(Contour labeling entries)

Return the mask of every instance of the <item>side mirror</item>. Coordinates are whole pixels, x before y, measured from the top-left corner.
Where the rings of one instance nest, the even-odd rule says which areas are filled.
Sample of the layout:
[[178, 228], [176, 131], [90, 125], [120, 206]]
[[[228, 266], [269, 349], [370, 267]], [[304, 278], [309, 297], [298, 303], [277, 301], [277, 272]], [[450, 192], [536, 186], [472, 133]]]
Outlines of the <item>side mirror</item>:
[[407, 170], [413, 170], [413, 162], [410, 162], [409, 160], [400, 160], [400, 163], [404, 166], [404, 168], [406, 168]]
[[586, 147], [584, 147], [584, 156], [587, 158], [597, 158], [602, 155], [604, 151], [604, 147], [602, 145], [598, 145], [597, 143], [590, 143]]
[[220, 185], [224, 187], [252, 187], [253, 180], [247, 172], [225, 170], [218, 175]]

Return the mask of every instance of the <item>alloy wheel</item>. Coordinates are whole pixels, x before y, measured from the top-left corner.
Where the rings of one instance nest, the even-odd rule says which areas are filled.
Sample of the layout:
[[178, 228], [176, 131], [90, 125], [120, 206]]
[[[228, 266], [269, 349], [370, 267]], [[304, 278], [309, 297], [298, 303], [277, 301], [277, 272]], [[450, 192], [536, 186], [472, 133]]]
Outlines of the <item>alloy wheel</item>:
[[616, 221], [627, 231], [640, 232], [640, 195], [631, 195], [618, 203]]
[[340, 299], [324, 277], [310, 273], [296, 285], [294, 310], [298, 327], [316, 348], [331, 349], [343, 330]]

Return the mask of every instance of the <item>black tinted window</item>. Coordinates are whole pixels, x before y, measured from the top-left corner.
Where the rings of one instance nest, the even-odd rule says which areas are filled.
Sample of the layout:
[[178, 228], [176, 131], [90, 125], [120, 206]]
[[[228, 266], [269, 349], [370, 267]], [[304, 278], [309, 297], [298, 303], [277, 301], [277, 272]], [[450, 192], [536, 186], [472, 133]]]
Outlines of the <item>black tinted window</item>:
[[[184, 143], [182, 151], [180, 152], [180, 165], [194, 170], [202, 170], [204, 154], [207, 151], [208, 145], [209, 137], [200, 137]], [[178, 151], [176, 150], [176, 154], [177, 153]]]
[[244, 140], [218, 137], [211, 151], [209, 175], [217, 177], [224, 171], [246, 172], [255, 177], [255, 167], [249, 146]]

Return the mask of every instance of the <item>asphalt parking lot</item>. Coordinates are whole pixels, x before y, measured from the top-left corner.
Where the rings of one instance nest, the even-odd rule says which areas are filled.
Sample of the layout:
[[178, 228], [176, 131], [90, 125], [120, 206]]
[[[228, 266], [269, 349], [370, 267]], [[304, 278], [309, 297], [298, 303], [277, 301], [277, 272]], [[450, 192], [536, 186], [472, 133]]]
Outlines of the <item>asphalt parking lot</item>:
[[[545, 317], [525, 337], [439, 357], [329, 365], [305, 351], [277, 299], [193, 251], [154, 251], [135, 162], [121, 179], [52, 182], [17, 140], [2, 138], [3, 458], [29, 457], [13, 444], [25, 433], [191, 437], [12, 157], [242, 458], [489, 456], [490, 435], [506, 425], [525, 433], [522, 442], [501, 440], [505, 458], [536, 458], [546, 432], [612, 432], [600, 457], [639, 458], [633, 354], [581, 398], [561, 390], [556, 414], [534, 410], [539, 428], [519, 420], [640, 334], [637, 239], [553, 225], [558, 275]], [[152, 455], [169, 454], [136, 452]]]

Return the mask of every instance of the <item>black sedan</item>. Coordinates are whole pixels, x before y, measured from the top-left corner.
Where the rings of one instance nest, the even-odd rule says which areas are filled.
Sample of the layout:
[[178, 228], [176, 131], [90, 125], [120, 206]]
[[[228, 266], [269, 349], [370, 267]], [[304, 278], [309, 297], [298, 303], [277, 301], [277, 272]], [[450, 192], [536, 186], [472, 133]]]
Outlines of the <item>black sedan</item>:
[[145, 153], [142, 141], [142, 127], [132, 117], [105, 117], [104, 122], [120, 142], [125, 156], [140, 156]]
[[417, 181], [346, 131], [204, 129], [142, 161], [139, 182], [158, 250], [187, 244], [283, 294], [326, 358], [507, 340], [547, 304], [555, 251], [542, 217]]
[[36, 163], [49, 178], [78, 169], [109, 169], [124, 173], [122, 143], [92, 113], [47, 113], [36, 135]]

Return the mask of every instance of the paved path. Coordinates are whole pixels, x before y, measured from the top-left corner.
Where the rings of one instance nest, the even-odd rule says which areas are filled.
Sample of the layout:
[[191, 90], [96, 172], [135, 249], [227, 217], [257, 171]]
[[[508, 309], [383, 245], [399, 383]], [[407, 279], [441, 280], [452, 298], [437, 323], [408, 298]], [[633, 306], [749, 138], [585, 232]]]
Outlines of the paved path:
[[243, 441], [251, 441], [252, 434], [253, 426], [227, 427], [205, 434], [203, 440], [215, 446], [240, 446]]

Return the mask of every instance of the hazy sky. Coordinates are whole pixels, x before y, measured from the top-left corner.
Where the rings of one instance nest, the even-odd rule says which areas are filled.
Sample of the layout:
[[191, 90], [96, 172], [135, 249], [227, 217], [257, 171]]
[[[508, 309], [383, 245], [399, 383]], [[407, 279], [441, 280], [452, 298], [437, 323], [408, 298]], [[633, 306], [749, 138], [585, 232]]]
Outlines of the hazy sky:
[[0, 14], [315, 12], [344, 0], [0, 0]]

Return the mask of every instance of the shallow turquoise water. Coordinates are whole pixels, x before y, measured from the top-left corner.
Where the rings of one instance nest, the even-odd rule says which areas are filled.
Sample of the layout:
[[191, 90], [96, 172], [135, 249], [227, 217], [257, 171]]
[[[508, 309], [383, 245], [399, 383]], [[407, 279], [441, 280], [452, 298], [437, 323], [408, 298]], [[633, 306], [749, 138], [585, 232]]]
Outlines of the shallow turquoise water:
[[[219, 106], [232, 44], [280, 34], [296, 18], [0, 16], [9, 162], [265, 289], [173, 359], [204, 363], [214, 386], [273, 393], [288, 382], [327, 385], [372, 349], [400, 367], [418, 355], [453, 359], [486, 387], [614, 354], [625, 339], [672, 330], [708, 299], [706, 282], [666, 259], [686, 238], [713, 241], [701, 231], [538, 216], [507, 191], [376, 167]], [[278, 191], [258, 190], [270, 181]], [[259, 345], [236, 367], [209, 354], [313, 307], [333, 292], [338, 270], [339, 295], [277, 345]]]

● Given exercise
Edit the lines above, replacing "top-left corner" with "upper-left corner" everywhere and leaving everything else unchanged.

● Reply
Return the mask of every instance of the <item>side mirror</item>. Coordinates are whole pixels, x before y, measured from the upper-left corner.
Where the rings of one instance nest, the even-odd rule says which areas are filled.
Sample of the layout:
[[178, 228], [176, 131], [90, 125], [120, 206]]
[[[228, 266], [269, 349], [370, 267]], [[304, 278], [309, 297], [298, 303], [277, 301], [277, 272]], [[450, 192], [536, 186], [472, 133]]]
Outlines of the <item>side mirror</item>:
[[407, 170], [413, 170], [413, 162], [410, 162], [409, 160], [400, 160], [400, 163], [404, 166], [404, 168], [406, 168]]
[[586, 147], [584, 147], [584, 156], [587, 158], [597, 158], [602, 155], [604, 151], [604, 147], [602, 145], [598, 145], [597, 143], [590, 143]]
[[220, 185], [224, 187], [252, 187], [253, 180], [247, 172], [225, 170], [218, 175]]

Return the mask of every instance of the <item>alloy wheel</item>. Coordinates are whole pixels, x before y, measured from the upper-left corner.
Where the rings of one instance nest, the even-odd rule says which areas are filled.
Sample of the layout:
[[178, 228], [176, 131], [90, 125], [120, 206]]
[[[228, 266], [269, 349], [370, 267]], [[304, 278], [309, 297], [298, 303], [277, 301], [277, 272]], [[450, 192], [536, 186], [472, 133]]]
Outlines of the <item>alloy wheel</item>:
[[616, 221], [627, 231], [640, 232], [640, 195], [631, 195], [618, 203]]
[[340, 299], [324, 277], [310, 273], [296, 285], [294, 310], [298, 327], [316, 348], [331, 349], [343, 330]]

Return the mask of every instance of the <item>black tinted window</item>. Coordinates are whole pixels, x before y, measured from the upper-left corner.
Where the rings of one instance nest, the even-odd rule says which areas are filled.
Sample of the layout:
[[178, 228], [176, 131], [90, 125], [120, 206]]
[[[228, 266], [269, 349], [370, 267]], [[304, 278], [309, 297], [298, 303], [277, 301], [277, 272]], [[450, 192], [536, 186], [472, 133]]]
Outlines of the <item>black tinted window</item>:
[[[184, 143], [182, 151], [180, 152], [180, 165], [194, 170], [202, 170], [204, 154], [207, 151], [208, 145], [209, 137], [200, 137]], [[178, 151], [176, 150], [176, 154], [177, 153]]]
[[244, 140], [218, 137], [211, 151], [209, 175], [217, 177], [224, 171], [246, 172], [255, 177], [255, 167], [249, 146]]

Return the mask of every instance of the <item>asphalt parking lot</item>. Coordinates are whole pixels, x before y, measured from the upper-left corner.
Where the rings of one instance nest, the even-odd rule says which areas are filled.
Sample of the layout:
[[178, 228], [176, 131], [90, 125], [120, 206]]
[[[228, 266], [269, 349], [370, 267]], [[304, 278], [309, 297], [298, 303], [277, 301], [277, 272]], [[450, 192], [536, 186], [472, 133]]]
Outlines of the <item>asphalt parking lot</item>:
[[[545, 317], [525, 337], [439, 357], [329, 365], [305, 351], [277, 299], [193, 251], [154, 251], [135, 162], [121, 179], [52, 182], [17, 140], [2, 138], [3, 458], [29, 457], [13, 444], [25, 433], [191, 437], [12, 157], [242, 458], [489, 456], [490, 435], [506, 425], [525, 433], [522, 442], [501, 440], [505, 458], [536, 458], [546, 432], [612, 432], [600, 457], [639, 458], [633, 354], [581, 398], [561, 390], [556, 414], [534, 410], [539, 428], [519, 420], [640, 334], [637, 239], [553, 225], [558, 275]], [[152, 455], [169, 454], [136, 452]]]

Return the mask of every instance of the <item>black sedan</item>. Coordinates are whole pixels, x before y, measured from the upper-left corner.
Where the rings of one instance nest, the even-odd rule says which areas are filled.
Sample of the layout:
[[178, 228], [176, 131], [90, 125], [120, 206]]
[[[228, 266], [269, 349], [370, 267]], [[304, 278], [309, 297], [298, 303], [277, 301], [277, 272]], [[450, 192], [536, 186], [472, 133]]]
Outlines of the <item>black sedan</item>:
[[145, 153], [142, 141], [142, 127], [132, 117], [105, 117], [104, 122], [120, 142], [125, 156], [140, 156]]
[[417, 181], [346, 131], [204, 129], [142, 161], [139, 182], [158, 250], [187, 244], [283, 294], [326, 358], [507, 340], [547, 304], [555, 251], [542, 217]]
[[36, 163], [49, 178], [78, 169], [109, 169], [124, 173], [122, 143], [92, 113], [47, 113], [36, 135]]

Return the mask of every instance of the paved path. Coordinates are whole pixels, x before y, measured from the upper-left corner.
Where the rings of one instance nest, the even-odd rule says which areas are filled.
Sample of the layout:
[[191, 90], [96, 172], [135, 249], [227, 217], [257, 171]]
[[[508, 309], [383, 245], [399, 383]], [[407, 279], [441, 280], [452, 298], [437, 323], [408, 298]], [[633, 306], [749, 138], [585, 232]]]
Outlines of the paved path:
[[243, 441], [251, 441], [252, 434], [253, 426], [227, 427], [205, 434], [203, 440], [215, 446], [240, 446]]

Return the mask of every instance of the hazy sky. Coordinates are whole pixels, x before y, measured from the upper-left corner.
Where the rings of one instance nest, the even-odd rule says which areas are filled.
Sample of the layout:
[[191, 90], [96, 172], [135, 249], [227, 217], [257, 171]]
[[[508, 309], [383, 245], [399, 383]], [[407, 279], [441, 280], [452, 298], [437, 323], [408, 298]], [[633, 306], [749, 138], [585, 232]]]
Outlines of the hazy sky:
[[0, 14], [315, 12], [344, 0], [0, 0]]

Return the mask of every instance of the shallow turquoise water. Coordinates are whole pixels, x before y, measured from the upper-left corner.
Where the rings of one instance nest, the even-odd rule says which areas are filled.
Sample of the layout:
[[191, 90], [96, 172], [135, 249], [227, 217], [257, 171]]
[[[508, 309], [383, 245], [399, 383]], [[407, 279], [441, 280], [452, 298], [437, 323], [408, 298]], [[633, 306], [749, 138], [585, 232]]]
Outlines of the shallow turquoise water:
[[[219, 106], [232, 44], [280, 34], [296, 18], [0, 16], [9, 162], [265, 289], [173, 359], [204, 363], [214, 386], [273, 393], [288, 382], [327, 385], [372, 349], [400, 367], [418, 355], [453, 359], [486, 387], [614, 354], [625, 339], [672, 330], [708, 299], [706, 282], [666, 259], [686, 238], [713, 241], [701, 231], [538, 216], [507, 191], [376, 167]], [[278, 191], [258, 190], [270, 181]], [[259, 345], [236, 367], [209, 354], [313, 307], [333, 292], [338, 270], [339, 295], [277, 345]]]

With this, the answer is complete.